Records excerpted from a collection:
((

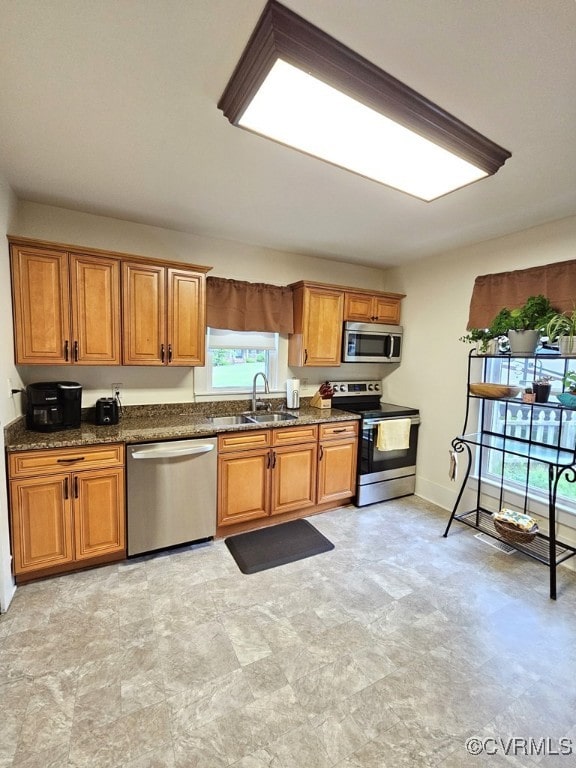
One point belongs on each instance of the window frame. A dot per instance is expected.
(271, 365)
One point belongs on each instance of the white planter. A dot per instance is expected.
(567, 346)
(523, 342)
(489, 347)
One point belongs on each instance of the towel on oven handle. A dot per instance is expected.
(393, 435)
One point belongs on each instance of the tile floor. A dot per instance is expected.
(391, 650)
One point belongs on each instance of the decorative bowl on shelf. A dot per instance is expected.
(486, 389)
(513, 534)
(567, 399)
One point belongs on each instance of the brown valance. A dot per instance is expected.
(237, 305)
(511, 289)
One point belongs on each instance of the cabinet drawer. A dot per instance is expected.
(291, 435)
(77, 459)
(238, 441)
(338, 429)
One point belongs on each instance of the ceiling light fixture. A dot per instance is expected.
(299, 86)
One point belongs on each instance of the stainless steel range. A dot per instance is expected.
(384, 472)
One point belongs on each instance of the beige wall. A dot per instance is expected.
(433, 371)
(9, 406)
(228, 259)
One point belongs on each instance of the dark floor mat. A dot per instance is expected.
(276, 545)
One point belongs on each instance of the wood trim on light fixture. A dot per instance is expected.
(280, 33)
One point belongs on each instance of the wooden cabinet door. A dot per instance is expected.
(41, 516)
(321, 327)
(358, 307)
(243, 486)
(371, 308)
(41, 298)
(99, 527)
(387, 310)
(95, 284)
(337, 470)
(186, 318)
(144, 315)
(293, 478)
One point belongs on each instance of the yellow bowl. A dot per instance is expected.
(484, 389)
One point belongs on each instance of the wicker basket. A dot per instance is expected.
(512, 533)
(487, 389)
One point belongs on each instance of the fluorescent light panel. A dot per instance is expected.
(299, 110)
(289, 87)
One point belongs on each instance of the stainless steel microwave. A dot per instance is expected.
(371, 343)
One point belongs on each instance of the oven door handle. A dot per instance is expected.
(372, 422)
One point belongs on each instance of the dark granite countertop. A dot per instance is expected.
(151, 423)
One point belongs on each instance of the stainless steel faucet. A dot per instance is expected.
(258, 405)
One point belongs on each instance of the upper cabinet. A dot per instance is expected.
(317, 337)
(319, 314)
(372, 307)
(69, 307)
(164, 315)
(66, 307)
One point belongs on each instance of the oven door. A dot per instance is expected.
(385, 465)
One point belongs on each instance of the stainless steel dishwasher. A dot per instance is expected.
(171, 493)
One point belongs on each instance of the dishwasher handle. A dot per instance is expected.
(170, 451)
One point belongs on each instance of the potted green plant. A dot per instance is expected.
(561, 329)
(541, 388)
(568, 398)
(483, 338)
(525, 323)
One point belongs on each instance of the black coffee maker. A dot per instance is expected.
(53, 405)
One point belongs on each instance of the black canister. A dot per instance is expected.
(107, 411)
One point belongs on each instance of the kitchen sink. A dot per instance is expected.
(226, 421)
(267, 417)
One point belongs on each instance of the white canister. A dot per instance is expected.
(293, 393)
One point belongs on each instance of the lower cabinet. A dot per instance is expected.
(277, 471)
(67, 508)
(337, 459)
(279, 476)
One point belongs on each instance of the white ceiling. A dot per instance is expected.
(109, 107)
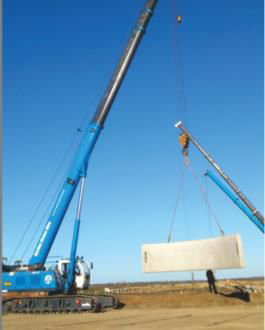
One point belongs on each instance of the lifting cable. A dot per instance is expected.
(176, 204)
(177, 59)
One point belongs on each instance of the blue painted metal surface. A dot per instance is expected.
(77, 170)
(32, 281)
(236, 200)
(70, 274)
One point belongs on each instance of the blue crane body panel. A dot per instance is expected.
(32, 281)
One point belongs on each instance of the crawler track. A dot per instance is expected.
(60, 304)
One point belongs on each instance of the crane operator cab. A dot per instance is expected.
(82, 272)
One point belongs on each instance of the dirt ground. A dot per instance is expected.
(163, 307)
(229, 318)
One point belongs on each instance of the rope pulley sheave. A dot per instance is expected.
(184, 142)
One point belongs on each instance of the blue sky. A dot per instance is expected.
(208, 71)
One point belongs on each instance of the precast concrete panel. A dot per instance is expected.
(213, 253)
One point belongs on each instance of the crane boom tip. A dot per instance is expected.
(178, 124)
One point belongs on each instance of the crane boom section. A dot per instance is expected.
(79, 166)
(236, 200)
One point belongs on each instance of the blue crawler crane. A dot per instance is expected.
(31, 288)
(239, 199)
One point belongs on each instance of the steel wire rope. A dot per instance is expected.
(209, 214)
(181, 107)
(46, 210)
(43, 196)
(177, 59)
(173, 219)
(202, 190)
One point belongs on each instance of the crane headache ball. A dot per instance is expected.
(184, 140)
(179, 19)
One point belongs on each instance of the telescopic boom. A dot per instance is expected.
(79, 167)
(239, 193)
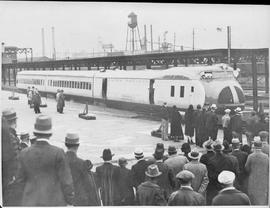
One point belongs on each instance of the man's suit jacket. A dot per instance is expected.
(46, 176)
(81, 182)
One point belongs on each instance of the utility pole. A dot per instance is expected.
(151, 32)
(53, 44)
(174, 37)
(193, 35)
(145, 39)
(43, 42)
(229, 43)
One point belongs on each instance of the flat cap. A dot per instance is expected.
(185, 175)
(226, 177)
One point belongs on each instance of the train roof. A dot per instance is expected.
(191, 72)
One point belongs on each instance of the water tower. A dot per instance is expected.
(133, 34)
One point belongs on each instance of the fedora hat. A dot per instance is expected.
(122, 161)
(43, 125)
(24, 135)
(172, 150)
(153, 171)
(138, 153)
(217, 146)
(194, 154)
(9, 114)
(208, 145)
(72, 138)
(107, 154)
(185, 175)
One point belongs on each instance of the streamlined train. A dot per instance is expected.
(179, 86)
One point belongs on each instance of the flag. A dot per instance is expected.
(219, 29)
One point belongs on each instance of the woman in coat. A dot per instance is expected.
(176, 128)
(257, 167)
(189, 123)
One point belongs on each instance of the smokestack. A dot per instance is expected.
(43, 42)
(151, 33)
(53, 44)
(145, 38)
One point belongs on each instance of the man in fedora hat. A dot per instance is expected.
(264, 135)
(216, 165)
(236, 123)
(44, 170)
(175, 162)
(227, 134)
(167, 180)
(10, 151)
(241, 156)
(149, 192)
(229, 195)
(79, 172)
(211, 123)
(186, 196)
(207, 145)
(257, 167)
(139, 168)
(125, 183)
(25, 140)
(200, 182)
(108, 180)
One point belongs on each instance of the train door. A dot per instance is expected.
(151, 91)
(104, 88)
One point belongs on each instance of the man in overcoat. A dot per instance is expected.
(257, 167)
(108, 180)
(138, 169)
(79, 172)
(229, 195)
(211, 124)
(200, 182)
(149, 192)
(44, 171)
(10, 151)
(186, 196)
(125, 184)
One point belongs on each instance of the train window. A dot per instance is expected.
(182, 91)
(172, 91)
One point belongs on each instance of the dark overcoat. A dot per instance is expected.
(166, 180)
(150, 194)
(231, 197)
(186, 197)
(189, 123)
(125, 187)
(82, 186)
(257, 167)
(211, 124)
(46, 174)
(138, 172)
(108, 182)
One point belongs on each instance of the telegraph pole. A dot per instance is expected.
(193, 35)
(229, 43)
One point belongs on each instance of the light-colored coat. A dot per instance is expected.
(200, 182)
(257, 166)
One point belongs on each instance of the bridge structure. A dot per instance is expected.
(176, 58)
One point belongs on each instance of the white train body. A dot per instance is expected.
(180, 86)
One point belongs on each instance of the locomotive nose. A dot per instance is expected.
(231, 95)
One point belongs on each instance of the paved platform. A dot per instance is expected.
(119, 130)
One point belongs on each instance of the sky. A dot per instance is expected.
(85, 26)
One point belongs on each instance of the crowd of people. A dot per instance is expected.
(203, 123)
(36, 173)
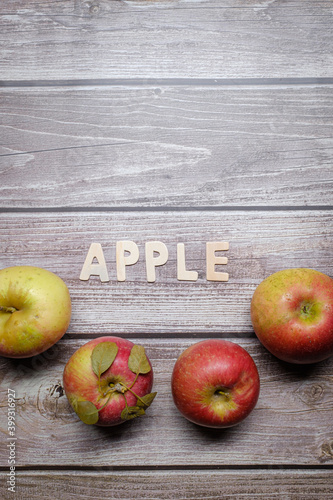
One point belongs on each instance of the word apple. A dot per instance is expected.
(35, 310)
(156, 254)
(108, 381)
(292, 315)
(215, 383)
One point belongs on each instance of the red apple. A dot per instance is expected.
(215, 383)
(292, 315)
(108, 381)
(35, 310)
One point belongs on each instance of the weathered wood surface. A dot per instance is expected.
(165, 39)
(166, 145)
(260, 244)
(288, 425)
(188, 121)
(180, 485)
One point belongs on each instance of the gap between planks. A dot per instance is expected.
(211, 82)
(198, 208)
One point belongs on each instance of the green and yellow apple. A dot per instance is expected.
(292, 315)
(215, 383)
(35, 310)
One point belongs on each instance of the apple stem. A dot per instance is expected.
(136, 378)
(7, 309)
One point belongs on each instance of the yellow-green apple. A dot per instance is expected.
(108, 380)
(292, 315)
(215, 383)
(35, 310)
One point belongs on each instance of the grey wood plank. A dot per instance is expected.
(171, 485)
(234, 39)
(156, 146)
(260, 244)
(291, 424)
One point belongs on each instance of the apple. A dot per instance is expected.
(108, 381)
(215, 383)
(292, 315)
(35, 310)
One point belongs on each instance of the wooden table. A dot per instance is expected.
(178, 121)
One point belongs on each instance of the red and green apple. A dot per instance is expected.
(108, 381)
(215, 383)
(292, 315)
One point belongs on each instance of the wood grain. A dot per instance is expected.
(260, 244)
(288, 426)
(155, 146)
(180, 485)
(165, 39)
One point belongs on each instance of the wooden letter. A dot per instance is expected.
(212, 260)
(125, 260)
(151, 261)
(182, 274)
(95, 252)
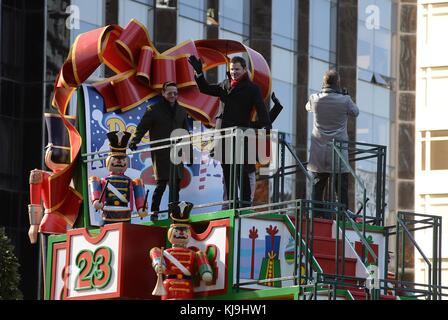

))

[YOUR TASK]
Quote verbatim every line starting at the line that contains "One point belongs on each instance of the wooden table." and ending with the last line of the records; omit all pictures.

[EXERCISE OUTPUT]
One point belongs on each instance of the wooden table. A dot per instance is expected.
(178, 121)
One point belongs on each instance of the red and green apple. A dot per instance is expected.
(108, 381)
(215, 383)
(292, 315)
One point belongs on each instance of the wood grain. A dot per instance is expected.
(260, 244)
(288, 426)
(155, 146)
(180, 485)
(165, 39)
One point belongs on each instance of the wooden letter. A dot per instance is expected.
(212, 260)
(125, 260)
(151, 261)
(182, 274)
(95, 252)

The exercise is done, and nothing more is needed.